# [What is being asked]
Copy out word for word the part of the material below that opens with the line containing "indicate the distant treeline, a" and closes with the line containing "column 312, row 641", with both of those lines included.

# [Dataset]
## BEGIN
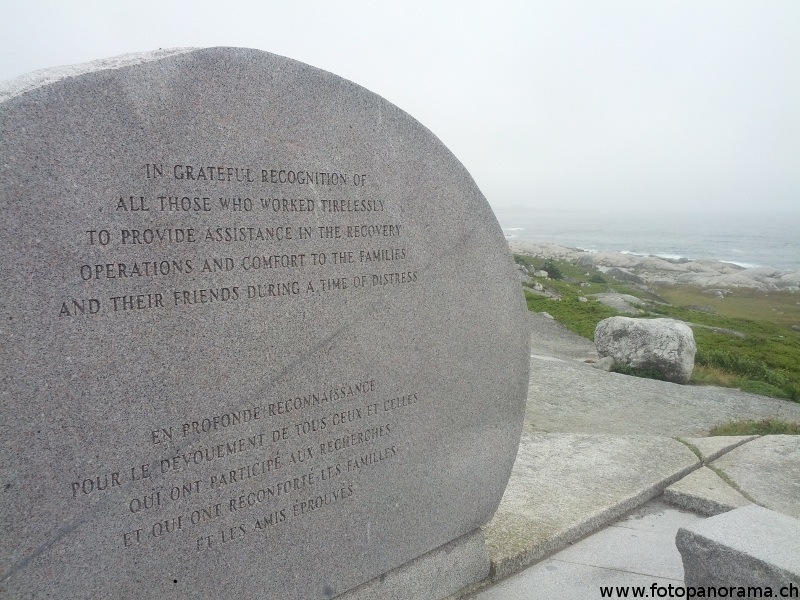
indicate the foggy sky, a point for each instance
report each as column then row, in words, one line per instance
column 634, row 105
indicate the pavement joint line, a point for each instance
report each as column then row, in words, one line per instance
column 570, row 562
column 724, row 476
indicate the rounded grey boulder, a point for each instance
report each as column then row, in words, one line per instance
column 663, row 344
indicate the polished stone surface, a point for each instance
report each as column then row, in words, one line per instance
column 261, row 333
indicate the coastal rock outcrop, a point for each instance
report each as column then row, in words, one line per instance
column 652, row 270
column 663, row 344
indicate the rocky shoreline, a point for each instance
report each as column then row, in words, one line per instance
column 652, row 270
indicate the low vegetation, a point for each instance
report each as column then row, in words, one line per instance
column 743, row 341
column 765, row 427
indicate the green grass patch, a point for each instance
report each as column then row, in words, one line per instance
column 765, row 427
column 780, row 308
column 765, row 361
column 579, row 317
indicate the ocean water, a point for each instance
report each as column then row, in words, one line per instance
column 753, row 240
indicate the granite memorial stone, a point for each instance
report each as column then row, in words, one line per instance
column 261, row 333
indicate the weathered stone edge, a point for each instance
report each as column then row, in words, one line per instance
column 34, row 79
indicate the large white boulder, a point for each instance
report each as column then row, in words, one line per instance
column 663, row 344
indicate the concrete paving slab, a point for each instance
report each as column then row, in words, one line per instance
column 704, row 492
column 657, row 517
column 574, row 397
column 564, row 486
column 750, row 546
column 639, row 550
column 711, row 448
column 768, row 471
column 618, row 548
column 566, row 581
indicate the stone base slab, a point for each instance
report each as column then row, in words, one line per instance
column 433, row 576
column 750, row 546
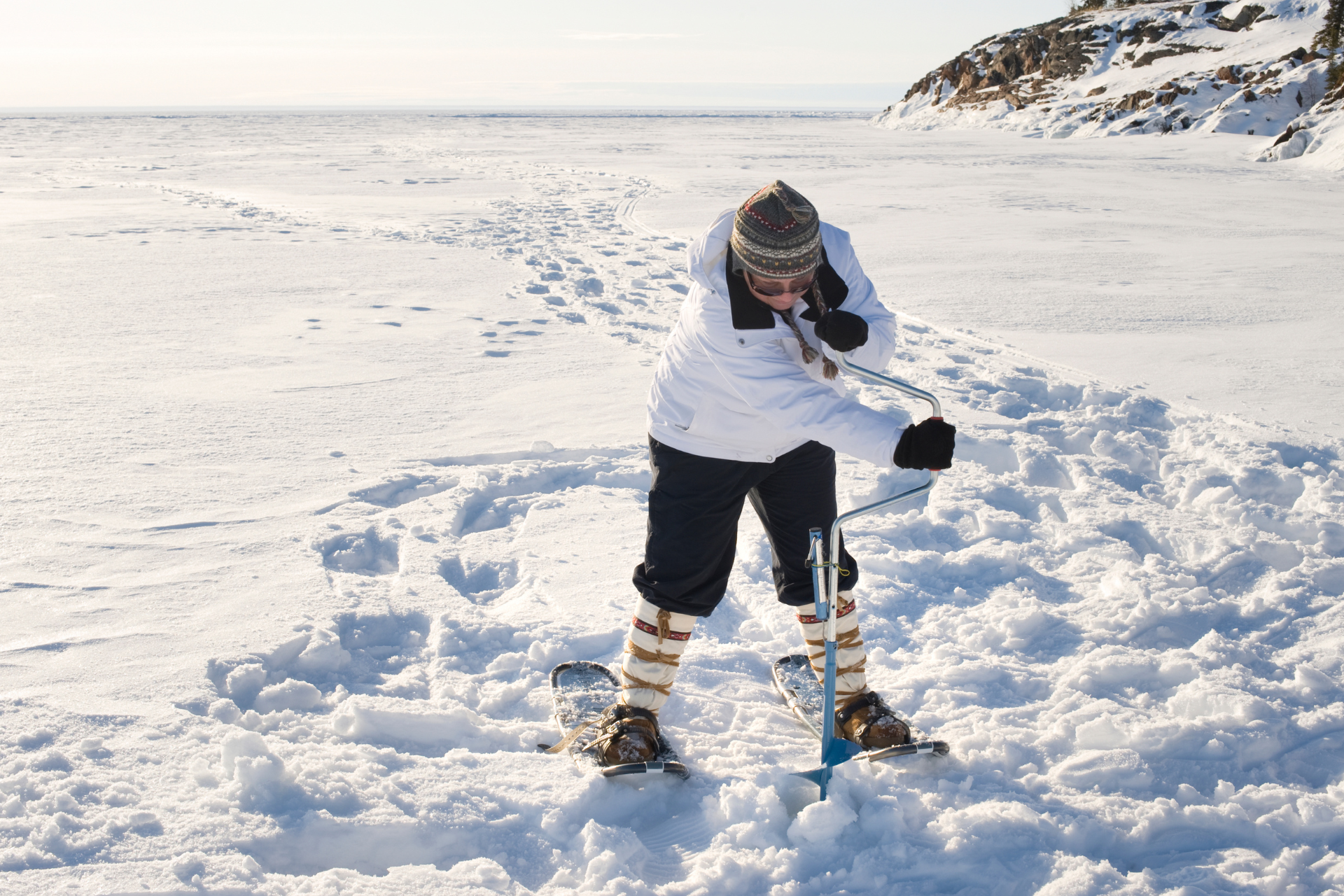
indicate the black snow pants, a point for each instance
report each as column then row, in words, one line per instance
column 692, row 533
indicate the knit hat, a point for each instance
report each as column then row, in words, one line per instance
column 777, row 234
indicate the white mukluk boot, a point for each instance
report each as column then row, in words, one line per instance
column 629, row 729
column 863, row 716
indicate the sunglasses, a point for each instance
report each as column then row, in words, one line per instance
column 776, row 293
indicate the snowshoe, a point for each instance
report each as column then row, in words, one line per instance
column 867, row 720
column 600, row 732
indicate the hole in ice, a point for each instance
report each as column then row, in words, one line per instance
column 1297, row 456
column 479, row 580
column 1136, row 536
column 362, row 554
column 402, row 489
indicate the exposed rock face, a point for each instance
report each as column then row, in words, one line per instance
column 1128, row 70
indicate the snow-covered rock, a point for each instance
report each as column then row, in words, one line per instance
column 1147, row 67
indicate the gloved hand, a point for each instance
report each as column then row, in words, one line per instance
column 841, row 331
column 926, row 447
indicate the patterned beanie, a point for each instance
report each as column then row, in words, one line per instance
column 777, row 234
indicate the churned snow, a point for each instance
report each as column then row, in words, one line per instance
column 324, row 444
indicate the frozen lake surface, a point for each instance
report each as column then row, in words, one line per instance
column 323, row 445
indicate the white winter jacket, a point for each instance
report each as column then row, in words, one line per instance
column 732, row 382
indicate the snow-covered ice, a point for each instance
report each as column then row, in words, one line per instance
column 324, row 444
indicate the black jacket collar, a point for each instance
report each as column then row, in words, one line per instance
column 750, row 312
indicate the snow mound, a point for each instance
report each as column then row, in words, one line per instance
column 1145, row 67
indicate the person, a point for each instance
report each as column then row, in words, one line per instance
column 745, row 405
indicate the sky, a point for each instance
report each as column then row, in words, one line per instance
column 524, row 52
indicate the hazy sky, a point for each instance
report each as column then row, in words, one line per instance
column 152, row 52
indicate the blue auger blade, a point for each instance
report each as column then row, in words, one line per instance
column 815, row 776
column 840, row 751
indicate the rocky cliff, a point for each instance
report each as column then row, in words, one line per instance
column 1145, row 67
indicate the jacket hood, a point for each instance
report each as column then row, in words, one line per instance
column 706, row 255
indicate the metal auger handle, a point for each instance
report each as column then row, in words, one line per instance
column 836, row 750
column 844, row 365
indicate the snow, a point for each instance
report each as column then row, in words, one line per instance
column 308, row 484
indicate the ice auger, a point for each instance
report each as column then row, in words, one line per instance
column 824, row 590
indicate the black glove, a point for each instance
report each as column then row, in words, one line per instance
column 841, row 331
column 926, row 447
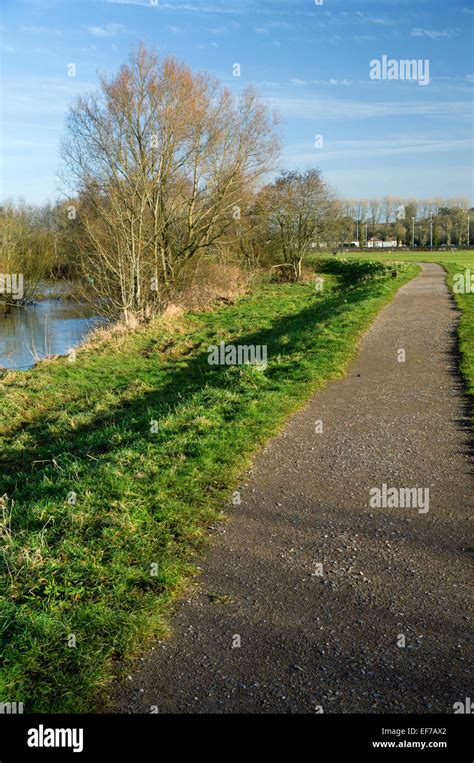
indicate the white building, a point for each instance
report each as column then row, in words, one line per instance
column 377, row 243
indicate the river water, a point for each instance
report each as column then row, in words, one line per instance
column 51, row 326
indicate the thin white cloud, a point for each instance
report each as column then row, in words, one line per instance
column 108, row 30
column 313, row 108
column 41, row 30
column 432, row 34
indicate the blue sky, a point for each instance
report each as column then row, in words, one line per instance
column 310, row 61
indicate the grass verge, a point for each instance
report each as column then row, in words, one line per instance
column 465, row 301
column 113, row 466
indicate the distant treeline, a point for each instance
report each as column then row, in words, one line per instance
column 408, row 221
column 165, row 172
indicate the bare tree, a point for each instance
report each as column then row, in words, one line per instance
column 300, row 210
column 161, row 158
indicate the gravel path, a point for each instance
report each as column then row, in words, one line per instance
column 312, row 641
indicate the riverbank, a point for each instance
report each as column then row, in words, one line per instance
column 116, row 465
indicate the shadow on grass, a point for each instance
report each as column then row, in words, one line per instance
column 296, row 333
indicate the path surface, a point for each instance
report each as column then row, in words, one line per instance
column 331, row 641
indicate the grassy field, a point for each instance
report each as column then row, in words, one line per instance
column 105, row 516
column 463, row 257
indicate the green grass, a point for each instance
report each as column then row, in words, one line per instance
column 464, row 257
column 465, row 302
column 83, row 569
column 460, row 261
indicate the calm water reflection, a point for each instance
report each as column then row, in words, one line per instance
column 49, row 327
## END
## BEGIN
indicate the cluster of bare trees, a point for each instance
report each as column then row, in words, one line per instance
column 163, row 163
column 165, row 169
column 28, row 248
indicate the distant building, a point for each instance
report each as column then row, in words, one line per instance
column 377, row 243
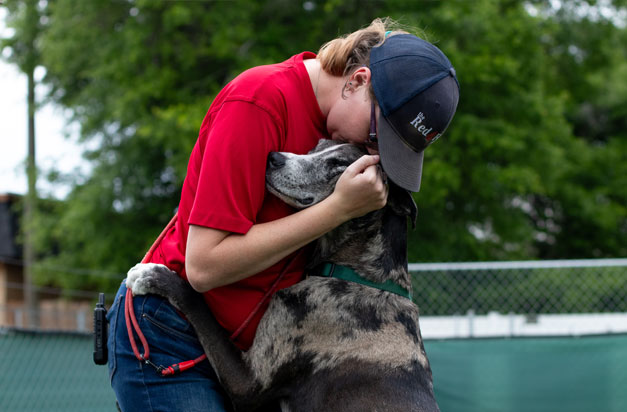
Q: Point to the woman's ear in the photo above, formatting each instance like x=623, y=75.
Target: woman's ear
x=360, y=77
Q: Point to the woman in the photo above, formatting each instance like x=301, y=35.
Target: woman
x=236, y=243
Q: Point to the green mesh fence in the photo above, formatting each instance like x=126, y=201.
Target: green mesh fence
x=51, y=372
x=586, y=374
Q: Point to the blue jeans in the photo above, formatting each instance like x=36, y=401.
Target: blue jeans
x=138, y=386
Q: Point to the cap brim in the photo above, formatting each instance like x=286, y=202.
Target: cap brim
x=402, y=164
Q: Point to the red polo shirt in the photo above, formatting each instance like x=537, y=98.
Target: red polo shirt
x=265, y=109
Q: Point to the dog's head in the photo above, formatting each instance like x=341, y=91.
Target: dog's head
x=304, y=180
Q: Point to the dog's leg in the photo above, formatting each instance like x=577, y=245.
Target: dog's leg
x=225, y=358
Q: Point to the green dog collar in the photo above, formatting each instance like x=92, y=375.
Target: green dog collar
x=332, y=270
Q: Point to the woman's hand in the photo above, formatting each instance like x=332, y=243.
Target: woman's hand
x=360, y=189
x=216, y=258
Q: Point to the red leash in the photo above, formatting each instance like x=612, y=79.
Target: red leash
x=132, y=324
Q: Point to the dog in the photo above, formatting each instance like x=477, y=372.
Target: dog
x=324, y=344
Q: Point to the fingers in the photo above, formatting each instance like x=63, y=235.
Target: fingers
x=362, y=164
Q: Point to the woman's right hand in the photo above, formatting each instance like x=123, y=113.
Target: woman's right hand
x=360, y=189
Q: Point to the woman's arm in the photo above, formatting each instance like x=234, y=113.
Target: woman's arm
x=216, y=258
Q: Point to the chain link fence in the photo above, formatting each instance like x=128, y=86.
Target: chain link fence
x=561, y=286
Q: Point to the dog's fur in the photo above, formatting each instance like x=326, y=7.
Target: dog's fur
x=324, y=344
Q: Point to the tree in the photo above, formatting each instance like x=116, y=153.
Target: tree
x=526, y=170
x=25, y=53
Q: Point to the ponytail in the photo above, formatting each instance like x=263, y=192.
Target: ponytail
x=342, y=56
## END
# [Answer for the task]
indicate the distant treeline, a point for each instance
report each as column then row, in words, one line per instance
column 408, row 221
column 165, row 172
indicate the bare tree, a point for each instance
report each as column then row, in words, one line per instance
column 300, row 210
column 161, row 158
indicate the gravel path, a point for each instance
report each as column then row, in words, one line per instance
column 312, row 641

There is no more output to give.